Problems to work on
[A] In the article on the bird flu outbreak, who chaired the Norfolk & Suffolk Poultry Group meeting?
[B] Write out the part of the bird flu article starting at "New Anglia Local" and ending at "discuss the crisis.".

Supplied text
───

Business leaders in Suffolk and Norfolk are calling on new environment secretary Thérèse Coffey to tackle "serious flaws" in the government response to a devastating outbreak of bird flu which has swept the region.
Problems with the compensation scheme designed to help farmers and delays in the culling of flocks and granting of licences to move birds are hitting the two counties' embattled poultry industry - which has been shattered by an unprecedented outbreak of the disease, they have warned.
New Anglia Local Enterprise Partnership and Norfolk and Suffolk County Councils joined farming representatives for a crunch meeting of the Norfolk & Suffolk Poultry Group to discuss the crisis.
They are calling on Dr Coffey to deliver more support to the sector - and for tougher government intervention. Industry representatives are urging the government to form a long-term strategy to prevent future outbreaks of the deadly disease - including a vaccination programme.
The meeting was attended by poultry farmers and processors, and industry groups including the National Farmers' Union and British Poultry Council and was chaired by LEP chief executive Chris Starkie.
“Our region is being hit harder than any other by this crisis. We want to back our colleagues in the poultry sector and use our influence to secure more support for those who risk going out of business in the fallout from this," said Mr Starkie.
“We need the environment secretary Thérèse Coffey to lead from the front and ensure that government compensation for the culling and restocking of entire flocks is fit for purpose, and licences for the movement of birds are expedited so producers are not left without an income.
“This is not just a health crisis but one that poses a serious risk to a mainstay of our local economy. That necessitates rethinking past approaches that have worked satisfactorily for past outbreaks.
"This is on an unprecedented scale and a wider strategy is needed that builds in realistic and meaningful compensation, paid in a timely and predictable manner. We also need to look at other issues such as export, vaccination, and how we prevent this from happening in the future.”

───

Provided material

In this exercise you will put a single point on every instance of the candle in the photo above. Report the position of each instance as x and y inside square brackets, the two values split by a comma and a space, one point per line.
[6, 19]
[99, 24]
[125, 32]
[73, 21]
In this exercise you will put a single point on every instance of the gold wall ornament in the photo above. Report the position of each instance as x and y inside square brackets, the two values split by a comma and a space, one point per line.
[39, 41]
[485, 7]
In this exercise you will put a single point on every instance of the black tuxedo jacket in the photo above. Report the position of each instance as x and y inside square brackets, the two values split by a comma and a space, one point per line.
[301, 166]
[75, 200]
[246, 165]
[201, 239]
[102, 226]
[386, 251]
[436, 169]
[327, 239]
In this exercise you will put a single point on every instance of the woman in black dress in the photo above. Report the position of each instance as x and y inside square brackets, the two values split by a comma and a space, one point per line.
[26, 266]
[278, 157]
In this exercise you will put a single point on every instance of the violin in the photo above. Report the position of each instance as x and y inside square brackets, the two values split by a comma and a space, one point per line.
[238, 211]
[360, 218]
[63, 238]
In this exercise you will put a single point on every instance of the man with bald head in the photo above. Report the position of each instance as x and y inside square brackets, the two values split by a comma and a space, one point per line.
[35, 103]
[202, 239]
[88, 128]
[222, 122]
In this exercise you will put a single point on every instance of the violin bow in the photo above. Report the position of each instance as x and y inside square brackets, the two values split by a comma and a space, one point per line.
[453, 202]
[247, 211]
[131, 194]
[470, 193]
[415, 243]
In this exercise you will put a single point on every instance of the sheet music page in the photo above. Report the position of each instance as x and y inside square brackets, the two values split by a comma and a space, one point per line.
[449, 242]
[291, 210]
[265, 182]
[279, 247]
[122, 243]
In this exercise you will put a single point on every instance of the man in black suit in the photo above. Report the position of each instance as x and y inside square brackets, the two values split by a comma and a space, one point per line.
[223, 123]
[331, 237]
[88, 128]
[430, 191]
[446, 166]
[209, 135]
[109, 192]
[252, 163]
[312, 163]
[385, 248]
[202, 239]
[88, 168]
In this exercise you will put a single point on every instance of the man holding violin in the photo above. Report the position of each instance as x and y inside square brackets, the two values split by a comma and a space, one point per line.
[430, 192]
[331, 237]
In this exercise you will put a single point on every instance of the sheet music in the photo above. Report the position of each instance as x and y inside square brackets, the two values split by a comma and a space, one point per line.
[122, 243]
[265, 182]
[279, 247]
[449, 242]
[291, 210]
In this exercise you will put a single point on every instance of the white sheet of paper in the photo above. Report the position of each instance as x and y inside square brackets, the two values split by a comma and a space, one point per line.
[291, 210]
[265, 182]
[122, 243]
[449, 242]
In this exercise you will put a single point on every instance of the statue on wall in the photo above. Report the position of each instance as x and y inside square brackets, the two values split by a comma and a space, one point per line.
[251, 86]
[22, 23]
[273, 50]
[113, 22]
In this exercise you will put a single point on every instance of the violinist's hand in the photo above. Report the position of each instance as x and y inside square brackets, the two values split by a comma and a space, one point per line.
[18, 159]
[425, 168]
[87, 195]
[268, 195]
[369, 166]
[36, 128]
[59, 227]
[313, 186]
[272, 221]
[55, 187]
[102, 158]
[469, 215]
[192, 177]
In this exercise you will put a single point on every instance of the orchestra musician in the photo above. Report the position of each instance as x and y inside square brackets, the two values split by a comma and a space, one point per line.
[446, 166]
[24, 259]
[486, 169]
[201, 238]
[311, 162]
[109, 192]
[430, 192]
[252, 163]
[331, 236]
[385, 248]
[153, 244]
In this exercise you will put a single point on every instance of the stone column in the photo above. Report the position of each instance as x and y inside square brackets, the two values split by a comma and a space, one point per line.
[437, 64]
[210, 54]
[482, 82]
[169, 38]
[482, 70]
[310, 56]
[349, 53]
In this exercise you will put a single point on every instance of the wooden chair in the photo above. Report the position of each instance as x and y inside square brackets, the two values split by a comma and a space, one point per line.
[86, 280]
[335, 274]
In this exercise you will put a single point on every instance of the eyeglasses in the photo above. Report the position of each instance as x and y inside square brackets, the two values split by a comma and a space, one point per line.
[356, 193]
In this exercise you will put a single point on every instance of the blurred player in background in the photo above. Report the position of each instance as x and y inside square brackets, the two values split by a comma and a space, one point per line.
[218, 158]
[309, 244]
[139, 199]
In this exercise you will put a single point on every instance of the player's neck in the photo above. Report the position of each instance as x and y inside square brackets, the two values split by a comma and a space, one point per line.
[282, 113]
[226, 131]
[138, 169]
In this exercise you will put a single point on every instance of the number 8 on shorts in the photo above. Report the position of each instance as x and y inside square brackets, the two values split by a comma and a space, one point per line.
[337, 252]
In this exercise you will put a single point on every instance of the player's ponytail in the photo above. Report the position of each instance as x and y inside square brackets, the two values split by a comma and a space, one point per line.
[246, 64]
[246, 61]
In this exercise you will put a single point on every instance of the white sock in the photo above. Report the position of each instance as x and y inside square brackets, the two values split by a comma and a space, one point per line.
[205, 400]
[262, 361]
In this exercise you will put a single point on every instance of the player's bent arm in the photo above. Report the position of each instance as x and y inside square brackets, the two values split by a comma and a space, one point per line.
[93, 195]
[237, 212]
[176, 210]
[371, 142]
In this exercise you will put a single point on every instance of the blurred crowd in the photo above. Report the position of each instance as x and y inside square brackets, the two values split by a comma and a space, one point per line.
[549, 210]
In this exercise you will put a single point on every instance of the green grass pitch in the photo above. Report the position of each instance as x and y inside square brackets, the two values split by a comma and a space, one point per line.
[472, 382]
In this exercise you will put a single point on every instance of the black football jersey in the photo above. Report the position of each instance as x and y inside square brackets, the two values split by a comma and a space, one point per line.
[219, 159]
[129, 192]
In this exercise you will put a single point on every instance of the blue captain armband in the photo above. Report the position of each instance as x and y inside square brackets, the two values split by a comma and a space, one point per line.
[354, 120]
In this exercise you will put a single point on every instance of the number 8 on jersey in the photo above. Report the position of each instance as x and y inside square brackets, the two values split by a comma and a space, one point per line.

───

Written answers
[A] LEP chief executive Chris Starkie chaired the meeting.

[B]
New Anglia Local Enterprise Partnership and Norfolk and Suffolk County Councils joined farming representatives for a crunch meeting of the Norfolk & Suffolk Poultry Group to discuss the crisis.